> **Your tasks**:
A - In the passage on education system design, replace "faculty" with "staff" and reproduce the part that opens with the words containing "So what would" and closes with "skills and knowledge.".
B - For each statement, say whether the passage on education system design supports it (yes or no) and quote the deciding words: (i) NCEE runs the National Institute for School Leadership. (ii) Expectations for students should depend on their background. (iii) Accountants are named among those who work in a professional workplace.
C - List every profession that the passage on education system design gives as an example of people who work in a professional workplace.

> **Document section**:
####
In a two part blog on the best ways to organize an educational system, Mark Tucker outlines his vision and details the specific methods that can be used to achieve this vision.
Mr. Tucker writes:
NCEE, the organization I head, runs the biggest and most successful program for training school principals in the United States, the National Institute for School Leadership (NISL). We are more convinced than ever that leadership development is one of the most productive of all investments a state or nation can make to improve student achievement, but the work we have done benchmarking the world’s most successful education systems has given us another perspective on what it will take for American school leaders to enable their faculties to match the performance of the schools in the world’s top-performing education systems.
Among them, three stand out. First, more important than the design of any single component of an education system is the overall design of the system itself. When the whole system is set to high standards, designed to function coherently and implemented with care, there is a very high likelihood of very good performance across the board. Conversely, when education reform is little more than a welter of unrelated initiatives, no matter how good in themselves, little of lasting consequence is accomplished.
There are two lessons, with multiple components, that have been learned from this system design:
- System design is important and school leaders need to see their role as system designers.
- Policies and practices of any given school might be coherent and mutually reinforcing and dead wrong.
So what would a good system—a well-functioning school organization—look like?
- The expectations for all the students in the school, irrespective of background, need to be high, bench-marked to those in the top-performing countries
- The faculty must have access to a first-class curriculum and associated assessment system that both reflects the high academic standards and constitutes the main resource for achieving them.
- The teachers must have the knowledge and skills needed to teach that curriculum well to the kinds of students who inhabit their school.
- The faculty need to operate in an environment in which, no matter how well they are doing, they have strong incentives to do even better are constantly working to improve their own skills and knowledge.
The key is to create for our teachers an environment–the school–that is a true professional workplace. By professional workplace, I mean the sort of work environment that accomplished engineers, accountants, architects, medical doctors and attorneys work in. This is critical for two reasons. First, because, to get the job done, we need to attract to teaching more of the high school graduates who would otherwise have been able to pursue high-status professional careers. Second, and more important, when professional workplaces are organized well, the people in them not only do their best work, but they work hard-all the time-to improve their skills and knowledge so they can get ever better at their work.
####
Collected data entries
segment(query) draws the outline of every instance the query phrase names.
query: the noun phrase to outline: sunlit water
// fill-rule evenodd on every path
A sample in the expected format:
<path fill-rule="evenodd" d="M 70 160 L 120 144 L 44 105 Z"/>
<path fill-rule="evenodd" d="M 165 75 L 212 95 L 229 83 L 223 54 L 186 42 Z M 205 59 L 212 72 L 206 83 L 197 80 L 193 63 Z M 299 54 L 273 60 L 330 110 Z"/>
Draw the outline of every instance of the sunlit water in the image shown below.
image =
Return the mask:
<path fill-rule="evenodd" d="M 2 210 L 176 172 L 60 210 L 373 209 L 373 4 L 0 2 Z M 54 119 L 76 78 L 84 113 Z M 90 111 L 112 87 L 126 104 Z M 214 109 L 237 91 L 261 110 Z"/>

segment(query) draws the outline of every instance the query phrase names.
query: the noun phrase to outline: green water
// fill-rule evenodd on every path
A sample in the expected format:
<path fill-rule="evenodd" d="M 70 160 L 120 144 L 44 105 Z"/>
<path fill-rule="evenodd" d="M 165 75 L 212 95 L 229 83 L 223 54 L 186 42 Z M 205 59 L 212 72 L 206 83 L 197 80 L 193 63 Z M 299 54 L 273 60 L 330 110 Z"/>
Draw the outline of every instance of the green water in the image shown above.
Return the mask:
####
> **Exercise responses**:
A -
So what would a good system—a well-functioning school organization—look like?
- The expectations for all the students in the school, irrespective of background, need to be high, bench-marked to those in the top-performing countries
- The staff must have access to a first-class curriculum and associated assessment system that both reflects the high academic standards and constitutes the main resource for achieving them.
- The teachers must have the knowledge and skills needed to teach that curriculum well to the kinds of students who inhabit their school.
- The staff need to operate in an environment in which, no matter how well they are doing, they have strong incentives to do even better are constantly working to improve their own skills and knowledge.

B -
(i) Yes: "NCEE, the organization I head, runs the biggest and most successful program for training school principals in the United States, the National Institute for School Leadership (NISL)."
(ii) No: "The expectations for all the students in the school, irrespective of background, need to be high."
(iii) Yes: "the sort of work environment that accomplished engineers, accountants, architects, medical doctors and attorneys work in."

C - Engineers, accountants, architects, medical doctors, attorneys